EXERCISE DIRECTIONS: Can you copy the lines from the one that contains "white sneaker, giving" through the end of the material below, exactly and with nothing else?

________________

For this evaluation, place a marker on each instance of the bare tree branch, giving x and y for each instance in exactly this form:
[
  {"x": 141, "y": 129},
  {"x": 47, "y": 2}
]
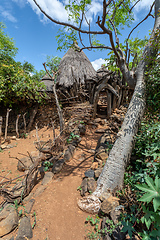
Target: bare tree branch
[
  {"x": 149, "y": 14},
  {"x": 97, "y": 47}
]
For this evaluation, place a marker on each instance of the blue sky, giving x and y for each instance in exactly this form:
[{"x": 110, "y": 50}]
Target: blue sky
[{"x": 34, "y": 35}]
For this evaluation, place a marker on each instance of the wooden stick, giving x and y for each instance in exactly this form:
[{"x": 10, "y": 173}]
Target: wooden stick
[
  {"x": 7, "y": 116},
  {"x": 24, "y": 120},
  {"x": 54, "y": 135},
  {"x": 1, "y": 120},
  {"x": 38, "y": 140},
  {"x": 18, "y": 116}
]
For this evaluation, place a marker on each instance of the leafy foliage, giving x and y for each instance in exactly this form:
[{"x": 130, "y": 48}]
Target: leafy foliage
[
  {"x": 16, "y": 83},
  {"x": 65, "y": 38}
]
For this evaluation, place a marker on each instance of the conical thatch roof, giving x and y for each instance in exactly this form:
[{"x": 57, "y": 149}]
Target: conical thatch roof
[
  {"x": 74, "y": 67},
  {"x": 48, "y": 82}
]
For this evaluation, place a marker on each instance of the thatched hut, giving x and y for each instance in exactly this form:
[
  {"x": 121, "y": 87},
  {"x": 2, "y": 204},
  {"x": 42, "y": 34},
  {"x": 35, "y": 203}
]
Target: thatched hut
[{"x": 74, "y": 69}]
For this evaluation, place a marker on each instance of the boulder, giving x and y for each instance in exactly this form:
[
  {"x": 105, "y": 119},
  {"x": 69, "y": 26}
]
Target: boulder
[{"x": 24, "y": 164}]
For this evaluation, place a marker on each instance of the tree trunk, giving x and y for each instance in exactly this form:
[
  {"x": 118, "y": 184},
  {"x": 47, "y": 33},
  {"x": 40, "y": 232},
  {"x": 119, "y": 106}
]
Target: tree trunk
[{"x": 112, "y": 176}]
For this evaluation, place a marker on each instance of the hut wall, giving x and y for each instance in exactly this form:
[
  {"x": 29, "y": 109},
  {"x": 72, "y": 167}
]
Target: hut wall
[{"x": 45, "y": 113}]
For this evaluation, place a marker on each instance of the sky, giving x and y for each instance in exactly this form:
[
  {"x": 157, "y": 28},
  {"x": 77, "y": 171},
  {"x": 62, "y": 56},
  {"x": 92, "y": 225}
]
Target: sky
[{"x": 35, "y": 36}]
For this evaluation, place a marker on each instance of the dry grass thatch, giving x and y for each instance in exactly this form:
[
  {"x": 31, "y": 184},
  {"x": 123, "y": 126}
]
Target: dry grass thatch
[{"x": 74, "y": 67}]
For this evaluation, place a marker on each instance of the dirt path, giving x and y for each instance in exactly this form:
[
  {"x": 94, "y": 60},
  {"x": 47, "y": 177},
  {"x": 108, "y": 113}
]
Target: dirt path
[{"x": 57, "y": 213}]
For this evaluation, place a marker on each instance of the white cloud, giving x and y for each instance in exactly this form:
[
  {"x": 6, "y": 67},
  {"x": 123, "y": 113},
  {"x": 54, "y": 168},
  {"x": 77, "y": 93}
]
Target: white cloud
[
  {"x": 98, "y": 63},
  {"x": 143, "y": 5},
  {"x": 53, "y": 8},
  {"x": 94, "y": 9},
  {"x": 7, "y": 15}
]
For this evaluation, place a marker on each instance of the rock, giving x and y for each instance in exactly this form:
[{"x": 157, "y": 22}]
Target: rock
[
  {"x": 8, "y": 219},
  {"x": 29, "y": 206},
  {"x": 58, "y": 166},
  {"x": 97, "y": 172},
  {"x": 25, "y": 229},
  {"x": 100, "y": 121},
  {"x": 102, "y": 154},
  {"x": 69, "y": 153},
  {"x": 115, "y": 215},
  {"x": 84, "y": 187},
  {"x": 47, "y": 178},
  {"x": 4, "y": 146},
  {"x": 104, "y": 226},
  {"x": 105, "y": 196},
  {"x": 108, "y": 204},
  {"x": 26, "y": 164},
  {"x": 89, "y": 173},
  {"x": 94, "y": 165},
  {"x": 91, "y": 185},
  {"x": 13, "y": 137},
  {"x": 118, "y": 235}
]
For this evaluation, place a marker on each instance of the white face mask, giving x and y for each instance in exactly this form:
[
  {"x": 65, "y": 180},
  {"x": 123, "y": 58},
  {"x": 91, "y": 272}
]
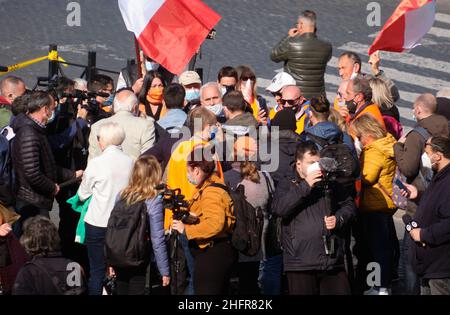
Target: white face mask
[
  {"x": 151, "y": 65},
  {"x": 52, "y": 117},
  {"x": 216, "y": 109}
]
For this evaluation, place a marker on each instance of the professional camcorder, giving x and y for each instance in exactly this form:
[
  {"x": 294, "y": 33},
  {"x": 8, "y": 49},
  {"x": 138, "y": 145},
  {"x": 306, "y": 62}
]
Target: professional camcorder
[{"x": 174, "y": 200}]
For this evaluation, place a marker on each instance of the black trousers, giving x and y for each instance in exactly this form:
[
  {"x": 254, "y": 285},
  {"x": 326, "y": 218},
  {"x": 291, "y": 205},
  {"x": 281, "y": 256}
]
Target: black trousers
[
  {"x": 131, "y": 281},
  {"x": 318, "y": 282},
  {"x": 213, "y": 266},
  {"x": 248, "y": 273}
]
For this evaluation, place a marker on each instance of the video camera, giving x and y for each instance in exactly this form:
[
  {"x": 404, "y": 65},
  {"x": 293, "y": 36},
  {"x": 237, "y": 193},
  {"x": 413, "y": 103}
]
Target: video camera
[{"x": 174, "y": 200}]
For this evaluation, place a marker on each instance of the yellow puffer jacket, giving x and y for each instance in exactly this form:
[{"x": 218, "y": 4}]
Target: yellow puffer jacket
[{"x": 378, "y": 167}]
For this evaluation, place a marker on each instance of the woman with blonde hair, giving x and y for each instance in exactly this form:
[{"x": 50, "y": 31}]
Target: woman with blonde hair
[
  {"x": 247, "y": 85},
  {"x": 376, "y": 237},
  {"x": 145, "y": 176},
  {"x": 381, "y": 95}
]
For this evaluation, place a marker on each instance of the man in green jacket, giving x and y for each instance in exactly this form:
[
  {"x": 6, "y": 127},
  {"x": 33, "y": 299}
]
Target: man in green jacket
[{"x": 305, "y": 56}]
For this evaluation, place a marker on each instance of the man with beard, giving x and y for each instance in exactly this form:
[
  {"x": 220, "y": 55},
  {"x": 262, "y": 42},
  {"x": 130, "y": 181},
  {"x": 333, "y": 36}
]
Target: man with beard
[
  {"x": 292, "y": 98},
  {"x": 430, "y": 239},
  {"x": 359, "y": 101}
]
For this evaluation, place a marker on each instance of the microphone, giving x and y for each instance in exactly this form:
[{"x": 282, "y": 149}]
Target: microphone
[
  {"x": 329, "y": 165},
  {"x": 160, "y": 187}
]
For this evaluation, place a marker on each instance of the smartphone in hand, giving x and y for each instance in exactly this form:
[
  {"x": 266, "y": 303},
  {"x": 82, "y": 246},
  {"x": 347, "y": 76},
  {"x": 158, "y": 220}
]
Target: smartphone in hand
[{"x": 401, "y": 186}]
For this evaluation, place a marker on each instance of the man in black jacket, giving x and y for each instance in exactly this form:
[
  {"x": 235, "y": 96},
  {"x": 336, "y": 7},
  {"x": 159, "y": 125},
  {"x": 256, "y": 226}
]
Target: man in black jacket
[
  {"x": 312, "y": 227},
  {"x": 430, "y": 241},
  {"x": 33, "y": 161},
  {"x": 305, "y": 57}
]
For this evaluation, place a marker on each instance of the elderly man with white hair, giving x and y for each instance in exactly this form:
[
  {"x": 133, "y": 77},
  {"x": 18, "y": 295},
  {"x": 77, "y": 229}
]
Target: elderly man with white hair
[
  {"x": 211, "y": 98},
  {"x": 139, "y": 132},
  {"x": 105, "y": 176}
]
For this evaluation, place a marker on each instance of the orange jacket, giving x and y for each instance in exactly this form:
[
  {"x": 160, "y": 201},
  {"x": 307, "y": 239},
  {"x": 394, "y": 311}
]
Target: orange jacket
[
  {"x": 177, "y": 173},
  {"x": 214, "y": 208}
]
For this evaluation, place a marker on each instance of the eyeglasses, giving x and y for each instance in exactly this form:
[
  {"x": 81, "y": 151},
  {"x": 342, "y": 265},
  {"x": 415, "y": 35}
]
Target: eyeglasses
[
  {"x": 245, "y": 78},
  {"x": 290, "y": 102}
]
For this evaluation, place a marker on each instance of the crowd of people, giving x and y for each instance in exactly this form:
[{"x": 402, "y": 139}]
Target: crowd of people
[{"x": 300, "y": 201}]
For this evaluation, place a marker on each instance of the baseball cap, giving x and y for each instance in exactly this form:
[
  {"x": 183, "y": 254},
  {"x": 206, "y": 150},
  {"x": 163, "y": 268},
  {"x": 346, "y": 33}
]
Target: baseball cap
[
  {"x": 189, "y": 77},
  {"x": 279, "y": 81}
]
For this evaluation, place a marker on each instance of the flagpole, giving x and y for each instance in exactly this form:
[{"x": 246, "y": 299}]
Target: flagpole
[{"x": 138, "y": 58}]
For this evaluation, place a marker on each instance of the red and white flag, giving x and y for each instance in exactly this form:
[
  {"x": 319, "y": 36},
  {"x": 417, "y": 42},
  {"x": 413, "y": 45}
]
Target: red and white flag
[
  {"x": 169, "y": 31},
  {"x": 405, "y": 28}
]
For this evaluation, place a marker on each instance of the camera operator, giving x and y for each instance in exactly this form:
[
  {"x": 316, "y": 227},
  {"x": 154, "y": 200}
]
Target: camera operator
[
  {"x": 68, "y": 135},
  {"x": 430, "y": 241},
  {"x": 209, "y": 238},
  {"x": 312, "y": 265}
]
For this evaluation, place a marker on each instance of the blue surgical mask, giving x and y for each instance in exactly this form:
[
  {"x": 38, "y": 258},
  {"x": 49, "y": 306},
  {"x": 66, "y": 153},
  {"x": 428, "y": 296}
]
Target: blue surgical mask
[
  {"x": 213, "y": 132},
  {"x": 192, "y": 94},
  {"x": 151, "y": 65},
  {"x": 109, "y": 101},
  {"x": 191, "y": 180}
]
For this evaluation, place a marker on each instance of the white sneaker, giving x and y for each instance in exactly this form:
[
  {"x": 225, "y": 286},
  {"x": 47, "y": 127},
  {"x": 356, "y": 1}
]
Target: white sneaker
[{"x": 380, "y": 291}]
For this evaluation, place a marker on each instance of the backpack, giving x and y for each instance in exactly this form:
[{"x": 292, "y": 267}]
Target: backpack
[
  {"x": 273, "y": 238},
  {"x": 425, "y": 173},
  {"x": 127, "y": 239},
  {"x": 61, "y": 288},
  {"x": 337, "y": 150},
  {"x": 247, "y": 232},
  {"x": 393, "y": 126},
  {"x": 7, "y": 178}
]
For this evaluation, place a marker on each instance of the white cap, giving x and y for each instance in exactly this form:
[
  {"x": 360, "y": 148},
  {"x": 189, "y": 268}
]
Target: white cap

________________

RESPONSE:
For this evaluation, place a marker on each instance of the white sneaker, giving x and y for each instance in exactly this form:
[
  {"x": 225, "y": 286},
  {"x": 47, "y": 127},
  {"x": 356, "y": 1}
]
Target: white sneaker
[{"x": 380, "y": 291}]
For this evaluation, place a marker on each instance of the backpack, giving x and y for each instance in exactly this form:
[{"x": 292, "y": 267}]
Target: backpack
[
  {"x": 273, "y": 238},
  {"x": 425, "y": 173},
  {"x": 127, "y": 239},
  {"x": 61, "y": 288},
  {"x": 337, "y": 150},
  {"x": 247, "y": 232},
  {"x": 393, "y": 126},
  {"x": 7, "y": 178}
]
For this evaluation, place a marker on each instance of the white cap, giving x and y for each instance in exactly this form:
[
  {"x": 360, "y": 148},
  {"x": 189, "y": 268}
]
Target: white cap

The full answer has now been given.